■ Short problem ■
Images are excluded; otherwise, output every record exactly.

■ Records to process ■
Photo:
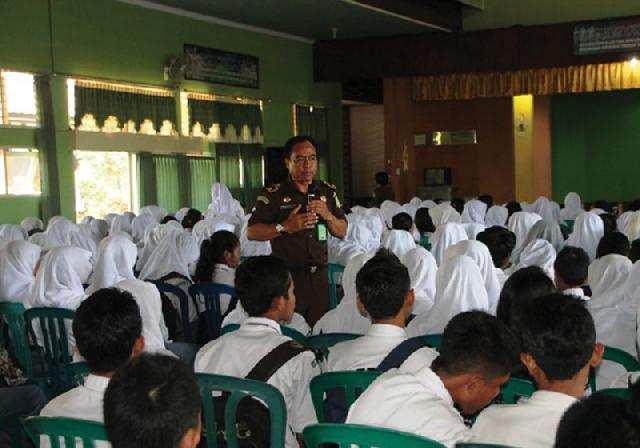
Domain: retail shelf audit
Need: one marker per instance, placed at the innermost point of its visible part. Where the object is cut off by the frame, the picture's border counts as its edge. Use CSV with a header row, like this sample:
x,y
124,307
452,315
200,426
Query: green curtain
x,y
124,105
167,183
203,175
315,125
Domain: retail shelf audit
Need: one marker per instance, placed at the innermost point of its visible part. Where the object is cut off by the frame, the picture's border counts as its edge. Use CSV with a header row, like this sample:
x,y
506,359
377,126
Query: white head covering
x,y
474,211
399,242
422,270
459,288
446,235
177,252
116,257
60,278
497,216
12,232
538,253
29,224
520,223
443,214
480,254
18,260
587,232
572,207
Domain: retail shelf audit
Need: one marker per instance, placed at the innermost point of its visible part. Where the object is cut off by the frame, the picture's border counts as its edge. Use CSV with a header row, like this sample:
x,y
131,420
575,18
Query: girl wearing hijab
x,y
459,288
18,263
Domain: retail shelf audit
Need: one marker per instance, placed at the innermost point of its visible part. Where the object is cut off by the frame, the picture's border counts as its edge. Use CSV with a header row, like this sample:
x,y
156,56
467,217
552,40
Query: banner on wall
x,y
619,36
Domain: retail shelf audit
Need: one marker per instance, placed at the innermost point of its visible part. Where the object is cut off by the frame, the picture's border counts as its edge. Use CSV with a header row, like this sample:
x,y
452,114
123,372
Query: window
x,y
18,105
20,171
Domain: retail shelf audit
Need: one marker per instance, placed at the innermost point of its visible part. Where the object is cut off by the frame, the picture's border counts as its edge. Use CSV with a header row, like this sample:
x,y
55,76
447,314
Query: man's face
x,y
303,163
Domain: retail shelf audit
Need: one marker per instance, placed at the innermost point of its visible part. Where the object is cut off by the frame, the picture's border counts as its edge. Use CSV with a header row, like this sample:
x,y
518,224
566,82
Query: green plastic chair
x,y
70,429
333,270
516,388
327,340
55,342
363,436
13,314
352,383
629,362
240,388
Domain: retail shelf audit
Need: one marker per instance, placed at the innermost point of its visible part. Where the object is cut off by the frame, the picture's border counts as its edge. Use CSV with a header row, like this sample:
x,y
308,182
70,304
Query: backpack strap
x,y
275,359
400,353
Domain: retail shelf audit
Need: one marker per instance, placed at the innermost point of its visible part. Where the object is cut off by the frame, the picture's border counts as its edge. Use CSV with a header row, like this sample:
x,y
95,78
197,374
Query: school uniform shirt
x,y
368,351
238,352
417,403
530,425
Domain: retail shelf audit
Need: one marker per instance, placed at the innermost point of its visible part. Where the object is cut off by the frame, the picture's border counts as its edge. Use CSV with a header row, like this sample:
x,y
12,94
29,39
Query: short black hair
x,y
500,242
572,265
558,331
151,402
383,284
613,243
296,140
423,220
475,341
602,421
259,280
402,221
522,287
106,327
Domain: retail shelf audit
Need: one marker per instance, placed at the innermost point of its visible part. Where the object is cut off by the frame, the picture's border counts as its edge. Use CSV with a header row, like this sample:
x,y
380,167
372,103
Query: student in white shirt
x,y
266,291
153,402
558,349
571,270
108,331
476,358
384,294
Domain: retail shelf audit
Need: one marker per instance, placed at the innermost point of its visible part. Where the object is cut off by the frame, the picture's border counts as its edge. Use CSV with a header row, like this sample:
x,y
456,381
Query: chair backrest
x,y
13,314
70,429
183,299
333,270
51,325
363,436
350,385
629,362
516,388
210,293
239,388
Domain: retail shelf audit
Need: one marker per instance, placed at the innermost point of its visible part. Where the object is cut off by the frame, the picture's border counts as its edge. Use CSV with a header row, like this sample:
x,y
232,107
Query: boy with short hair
x,y
476,358
266,291
108,331
558,349
571,270
153,402
384,294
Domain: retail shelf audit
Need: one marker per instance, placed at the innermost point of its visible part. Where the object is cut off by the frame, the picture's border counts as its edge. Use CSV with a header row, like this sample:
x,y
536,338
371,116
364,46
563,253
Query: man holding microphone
x,y
297,217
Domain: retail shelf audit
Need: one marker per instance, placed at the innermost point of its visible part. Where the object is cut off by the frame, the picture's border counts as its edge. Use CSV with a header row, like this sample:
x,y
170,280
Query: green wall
x,y
108,39
595,139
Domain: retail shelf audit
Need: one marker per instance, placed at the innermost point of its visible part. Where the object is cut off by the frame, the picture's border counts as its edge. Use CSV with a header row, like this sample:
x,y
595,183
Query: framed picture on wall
x,y
221,67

■ Solution ■
Photo:
Domain: retail shelf audit
Need: one marker per instance, placed at the innermost point of its visible part. Where the object is cut off by the frame, the picture's border counts as its edge. Use CSV with a header row, like this sample:
x,y
124,307
452,315
200,426
Query: green curtain
x,y
124,105
167,183
203,175
315,125
Domain: retail shelf audit
Need: one marker per instance, placed at the innermost point of its visible part. Where the object is cut off by the frame, the picture's border counts as its edge. Use CSV with a header row, like this sample:
x,y
506,359
377,126
Query: white head covering
x,y
474,211
399,242
422,270
459,288
446,235
177,252
116,257
60,278
497,216
12,232
538,253
29,224
520,223
443,214
480,254
18,260
587,232
572,207
Domain: retail shelf audit
Need: one marker per instance, placed at the innermost point of its visible part. Where the object is cut off by the frame, the picture's border counts as its edge. Use CSV with a header row, like this sample:
x,y
131,420
575,18
Query: girl wearing hijab
x,y
459,288
18,263
Domain: retail shelf audit
Need: one marker per instance, placed at the innermost point of its visible part. Where the object is cut off by the frame, the picture's border counts as its edge. Use CSV with a header row, like this sample:
x,y
156,56
467,217
552,40
Query: banner on wall
x,y
619,36
Domain: retail shelf audit
Need: one marker per instance, placed at the innermost point of its visible part. Where the object is cut off by the frame, the picture's border counts as its edge. Use CSV with a header row, like this sample:
x,y
452,114
123,372
Query: window
x,y
18,105
20,171
Domain: retail shelf audit
Need: one marker per instance, placed at the innermost point of its visible part. Where the object is cut off by the frame, the picture's border counts as its edge. Use CSV with a header row, like this sample:
x,y
55,76
447,314
Query: man's face
x,y
303,163
Domain: retail shelf audit
Need: one marker per instance, placed at the innermost point of its visible part. Where the object is cut off by the frame, the picture's border counts as its edge. Use CSV with a header row, like this sample:
x,y
518,224
566,82
Query: green plastic chair
x,y
70,429
333,270
516,388
327,340
55,342
363,436
13,314
352,383
629,362
240,388
Domain: retail shelf audit
Need: one marker per instance, placed at the innermost point of its visible part. Where the object is cut off by the frame, the picture's border counts as its edge. Use CSV with a header row, like this sample:
x,y
308,182
70,304
Query: backpack strap
x,y
275,359
400,353
Domain: retail shelf audit
Need: one marker per instance, placed at the innermost point of its visible part. Where the object is cut off by the frame, the picture's border counts as its edge. Use CSV with a header row, like this sample:
x,y
95,78
197,374
Query: school uniform shirt
x,y
368,351
238,352
417,403
530,425
Domain: retail shelf audit
Need: one marker per instance, placed at the innermost point of its visible part. Where the object is cut off by the frame, the picture's border counts as its edge. Use CSV with a header row, like this sample:
x,y
12,94
29,39
Query: short black hair
x,y
500,242
572,265
558,331
151,402
383,284
613,243
296,140
423,220
475,341
602,421
259,280
402,221
522,287
106,327
Domain: retail shelf audit
Need: one marker per instance, placed at the innermost point of its visible part. Where the object is cut off by the frame, the picture's border counts as its edge. Use CSV with a header row, like this sample:
x,y
380,167
372,103
Query: student in white shirt
x,y
266,291
153,402
558,349
571,270
108,331
476,358
384,294
Domain: retail shelf audit
Need: one marker per instance, placed at the innermost point of its visible part. Where the object is cut off by the frame, the picture's border counts as its edge. Use CSV with a header row, like this sample:
x,y
456,381
Query: chair backrest
x,y
13,314
70,429
183,299
333,270
51,325
363,436
350,385
629,362
516,388
210,293
239,388
Domain: retail shelf audit
Need: one marker per instance, placed at the innermost point of its visible part. Where the object is cut off by the frame, the picture's border counts as its edge. Use CSV with a header row, like this sample:
x,y
232,107
Query: boy with short hair
x,y
476,358
266,291
108,331
558,349
571,270
153,402
384,294
Domain: retail shelf audit
Need: one marker per instance, placed at the innermost point of its visible part. Where the object is cut off by the frame, the picture's border counts as its edge. Use CSV with a header row, like this sample:
x,y
536,338
371,116
364,46
563,253
Query: man holding microphone
x,y
297,217
Domain: retail shelf audit
Need: one marker per instance, placed at the innermost point of its visible part. Where the object is cut off by the frame, the picture's border counts as its edge. Use CSV with a header row, like this sample:
x,y
170,280
Query: green wall
x,y
108,39
595,139
Domain: retail shelf audit
Need: one marker per instance, placed at the innermost point of its visible part. Where the object is cut off by the frame, the picture's border counts as its edge. Use CSV with a header row, like this sample:
x,y
595,183
Query: framed picture on wall
x,y
221,67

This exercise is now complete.